[start]
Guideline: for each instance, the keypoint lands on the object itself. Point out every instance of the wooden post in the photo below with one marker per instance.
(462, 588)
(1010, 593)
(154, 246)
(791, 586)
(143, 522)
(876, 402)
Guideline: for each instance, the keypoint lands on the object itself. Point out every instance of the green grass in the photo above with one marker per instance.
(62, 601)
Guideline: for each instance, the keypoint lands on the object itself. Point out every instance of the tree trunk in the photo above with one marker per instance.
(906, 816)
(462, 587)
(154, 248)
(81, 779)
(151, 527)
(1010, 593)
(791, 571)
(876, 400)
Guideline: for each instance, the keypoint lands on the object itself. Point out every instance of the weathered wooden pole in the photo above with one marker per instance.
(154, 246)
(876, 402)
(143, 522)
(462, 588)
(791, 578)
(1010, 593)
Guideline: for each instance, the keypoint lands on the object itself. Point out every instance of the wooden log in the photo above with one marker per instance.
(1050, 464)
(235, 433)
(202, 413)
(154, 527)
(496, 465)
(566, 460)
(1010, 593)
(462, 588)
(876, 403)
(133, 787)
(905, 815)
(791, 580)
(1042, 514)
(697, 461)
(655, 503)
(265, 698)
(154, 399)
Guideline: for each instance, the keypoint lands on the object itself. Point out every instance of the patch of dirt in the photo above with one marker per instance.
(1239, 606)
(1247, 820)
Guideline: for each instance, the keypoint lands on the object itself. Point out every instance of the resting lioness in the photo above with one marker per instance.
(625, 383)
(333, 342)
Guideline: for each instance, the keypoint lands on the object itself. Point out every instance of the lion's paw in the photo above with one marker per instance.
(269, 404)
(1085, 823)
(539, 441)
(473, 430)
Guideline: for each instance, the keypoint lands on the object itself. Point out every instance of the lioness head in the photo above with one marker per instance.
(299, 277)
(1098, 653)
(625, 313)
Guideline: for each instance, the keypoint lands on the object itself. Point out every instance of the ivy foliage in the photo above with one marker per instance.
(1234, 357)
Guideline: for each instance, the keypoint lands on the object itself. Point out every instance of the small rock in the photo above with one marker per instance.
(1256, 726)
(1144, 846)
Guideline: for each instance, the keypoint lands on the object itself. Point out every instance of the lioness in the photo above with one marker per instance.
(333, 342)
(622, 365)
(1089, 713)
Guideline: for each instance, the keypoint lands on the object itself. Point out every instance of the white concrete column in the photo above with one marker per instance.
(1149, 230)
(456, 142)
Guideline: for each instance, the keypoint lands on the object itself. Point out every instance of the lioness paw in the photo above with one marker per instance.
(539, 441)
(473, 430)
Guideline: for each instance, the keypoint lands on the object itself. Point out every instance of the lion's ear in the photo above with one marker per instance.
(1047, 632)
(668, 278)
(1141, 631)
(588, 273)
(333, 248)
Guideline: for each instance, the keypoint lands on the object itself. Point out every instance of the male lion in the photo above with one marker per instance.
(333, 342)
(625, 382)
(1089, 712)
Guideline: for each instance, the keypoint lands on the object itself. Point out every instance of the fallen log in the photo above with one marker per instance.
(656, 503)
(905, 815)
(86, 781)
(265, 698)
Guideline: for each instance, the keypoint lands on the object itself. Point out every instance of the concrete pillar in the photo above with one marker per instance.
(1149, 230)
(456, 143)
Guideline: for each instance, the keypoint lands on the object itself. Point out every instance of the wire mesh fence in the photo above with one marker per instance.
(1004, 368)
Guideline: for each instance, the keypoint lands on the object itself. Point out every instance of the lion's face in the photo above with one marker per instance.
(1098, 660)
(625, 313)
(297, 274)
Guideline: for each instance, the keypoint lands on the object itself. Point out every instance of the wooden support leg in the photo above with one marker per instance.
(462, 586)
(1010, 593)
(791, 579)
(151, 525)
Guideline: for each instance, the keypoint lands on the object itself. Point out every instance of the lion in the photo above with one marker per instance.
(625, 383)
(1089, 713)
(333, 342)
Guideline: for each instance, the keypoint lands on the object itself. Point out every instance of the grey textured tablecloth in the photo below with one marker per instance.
[end]
= Exercise goal =
Convert the rows above into a Markdown table, one line per table row, with the columns Number and Line. Number the lines in order and leave out any blank ones.

= Result for this task =
| Number | Line |
|---|---|
| 1 | Guideline: for each instance, the keypoint lands on the object itself. Point out every instance of the wooden post in the photo below with one marker per instance. |
| 2 | (462, 588) |
| 3 | (1010, 593) |
| 4 | (154, 246) |
| 5 | (791, 586) |
| 6 | (143, 522) |
| 7 | (876, 402) |
| 8 | Guideline: for each instance, the keypoint lands on the object itself. Point out every instance of the green grass in the photo above with one marker per instance. |
| 9 | (62, 601) |
| 10 | Guideline: for each instance, the keypoint lands on the object itself. Point out every instance of the tree trunk in the photo above with one marker per instance. |
| 11 | (906, 816) |
| 12 | (462, 587) |
| 13 | (154, 248) |
| 14 | (81, 779) |
| 15 | (151, 527) |
| 16 | (1010, 593) |
| 17 | (791, 571) |
| 18 | (876, 400) |
| 19 | Guideline: for each instance, the keypoint lands on the object itself. Point out every instance of the weathered wooden pole in the photo above with one marker per instance. |
| 20 | (154, 246) |
| 21 | (876, 402) |
| 22 | (143, 522) |
| 23 | (462, 588) |
| 24 | (791, 578) |
| 25 | (1010, 593) |
| 26 | Guideline: for each instance, the keypoint lands on the object itself. Point out every instance of the wooden log in the photo above with one marker per instance. |
| 27 | (1050, 464) |
| 28 | (235, 433) |
| 29 | (202, 413) |
| 30 | (154, 527) |
| 31 | (496, 465) |
| 32 | (566, 460) |
| 33 | (1010, 593) |
| 34 | (462, 588) |
| 35 | (876, 403) |
| 36 | (133, 787) |
| 37 | (905, 815) |
| 38 | (791, 580) |
| 39 | (1042, 514) |
| 40 | (697, 461) |
| 41 | (655, 503) |
| 42 | (265, 698) |
| 43 | (154, 399) |
| 44 | Guideline: for each instance, the keypoint lands on the object itself. Point out every instance of the patch of dirt in the photo above with one marker per instance. |
| 45 | (1239, 606) |
| 46 | (1247, 820) |
| 47 | Guideline: for each instance, the keypoint lands on the object itself. Point out every instance of the resting lioness in the photo above with one marker per instance. |
| 48 | (625, 383) |
| 49 | (333, 342) |
| 50 | Guideline: for each instance, the keypoint lands on the object itself. Point out every instance of the lion's paw in the photo above with one marker per instance. |
| 51 | (269, 404) |
| 52 | (1085, 823) |
| 53 | (539, 441) |
| 54 | (473, 430) |
| 55 | Guideline: for each instance, the keypoint lands on the object itself. Point out every instance of the lioness head in the photo above with one marker per instance. |
| 56 | (299, 277) |
| 57 | (1098, 653) |
| 58 | (625, 313) |
| 59 | Guideline: for each instance, the keypoint lands on the object itself. Point out every instance of the ivy foliage in the photo above with one marker per instance. |
| 60 | (1234, 357) |
| 61 | Guideline: for each instance, the keypoint lands on the object itself. Point out every instance of the small rock in the photo above with one marker per instance. |
| 62 | (1256, 726) |
| 63 | (1144, 846) |
| 64 | Guideline: for each instance, the keypoint lands on the object itself. Point out every instance of the lioness in the photo above with one marker per instance. |
| 65 | (333, 342) |
| 66 | (622, 365) |
| 67 | (1089, 713) |
| 68 | Guideline: for each instance, the keypoint lands on the object itself. Point out every instance of the white concrete column in the photo above with one marker per instance. |
| 69 | (1149, 230) |
| 70 | (456, 142) |
| 71 | Guideline: for each instance, the keypoint lands on the object itself. Point out every instance of the lioness paw in the photo above with one marker per instance. |
| 72 | (539, 441) |
| 73 | (473, 430) |
| 74 | Guideline: for each instance, the keypoint lands on the object itself. Point out every instance of the lion's ear in the photo above with one marker per instance. |
| 75 | (1047, 632) |
| 76 | (668, 278) |
| 77 | (1141, 631) |
| 78 | (588, 273) |
| 79 | (333, 248) |
| 80 | Guideline: for each instance, the keypoint lands on the object itself. Point out every instance of the male lion in the photo above with one marker per instance. |
| 81 | (333, 342) |
| 82 | (625, 382) |
| 83 | (1089, 712) |
| 84 | Guideline: for each instance, the keypoint lands on the object itself. Point out every instance of the fallen log in the photo above with one marker per instance. |
| 85 | (656, 503) |
| 86 | (905, 815) |
| 87 | (86, 781) |
| 88 | (265, 698) |
| 89 | Guideline: for each instance, the keypoint lands on the object itself. Point out every instance of the concrete pillar in the photo above with one marker per instance. |
| 90 | (1149, 230) |
| 91 | (456, 143) |
| 92 | Guideline: for each instance, the keypoint lands on the object itself. Point out every instance of the wire mesh fence in the photo above with one marker per instance. |
| 93 | (1004, 368) |
| 94 | Guideline: for each instance, the keypoint lands on the object itself. Point out every instance of the lion's face in the photo above with one marker per instance. |
| 95 | (1098, 660) |
| 96 | (625, 313) |
| 97 | (297, 274) |
| 98 | Guideline: for each instance, the keypoint lands on the object itself. Point out every instance of the wooden support leg in the photo above with one marker per instance. |
| 99 | (462, 586) |
| 100 | (1010, 593) |
| 101 | (791, 579) |
| 102 | (151, 525) |
| 103 | Guideline: for each instance, the keypoint lands on the object itself. Point out every instance of the lion in the photo above with one marker per instance. |
| 104 | (625, 383) |
| 105 | (1089, 713) |
| 106 | (333, 342) |
| 107 | Guideline: for each instance, the keypoint lands on the object itself. Point out every instance of the grey textured tablecloth in the photo below with one marker per instance. |